* begin Material supplied *

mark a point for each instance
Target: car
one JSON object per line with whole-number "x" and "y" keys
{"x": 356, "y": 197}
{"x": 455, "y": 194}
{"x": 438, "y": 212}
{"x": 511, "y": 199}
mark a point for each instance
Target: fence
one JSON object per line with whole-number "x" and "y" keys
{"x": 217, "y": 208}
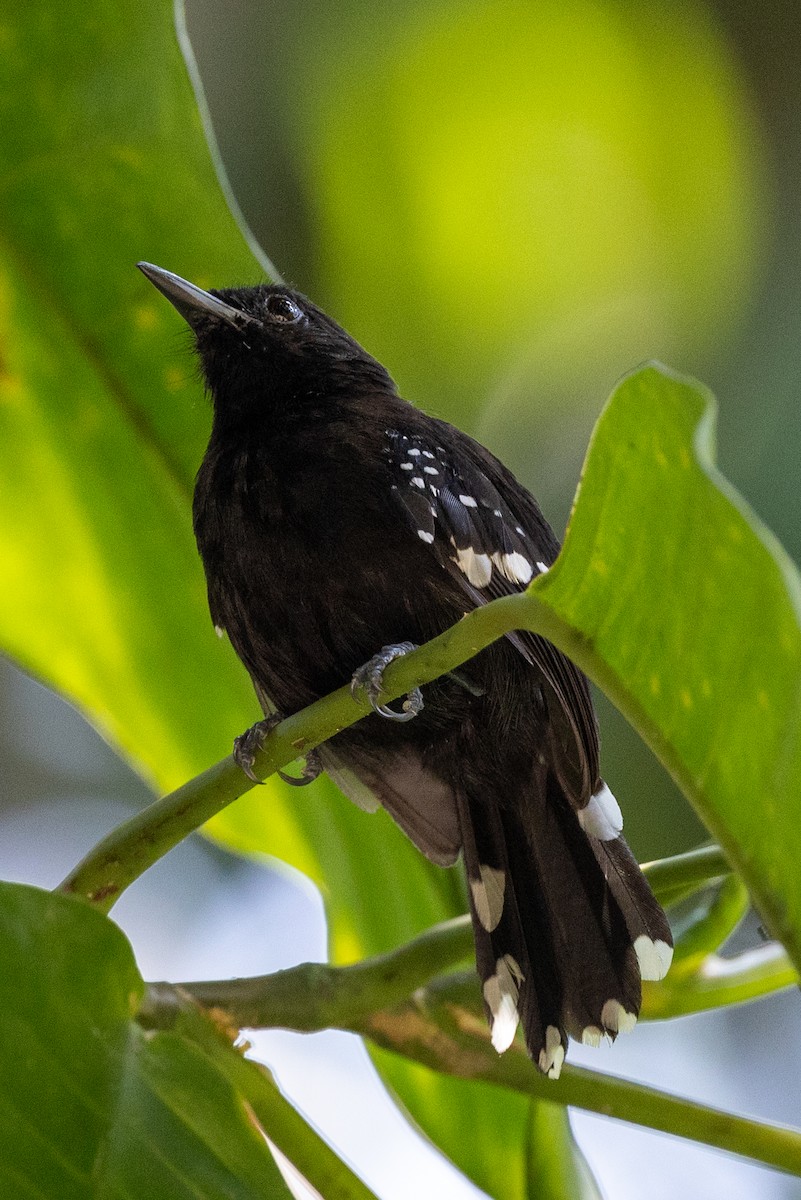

* end Material supplied *

What to produce:
Copy the records above, swapping every "instance" for "occurrence" and leaving all else unchanged. Omit the pictures.

Exercise response:
mark a point for each occurrence
Target: car
one JSON object per line with whole-number "x" and "y" keys
{"x": 356, "y": 197}
{"x": 455, "y": 194}
{"x": 438, "y": 212}
{"x": 511, "y": 199}
mark a point for each occurrence
Target: fence
one JSON object per line with whole-number "x" and "y" keys
{"x": 217, "y": 208}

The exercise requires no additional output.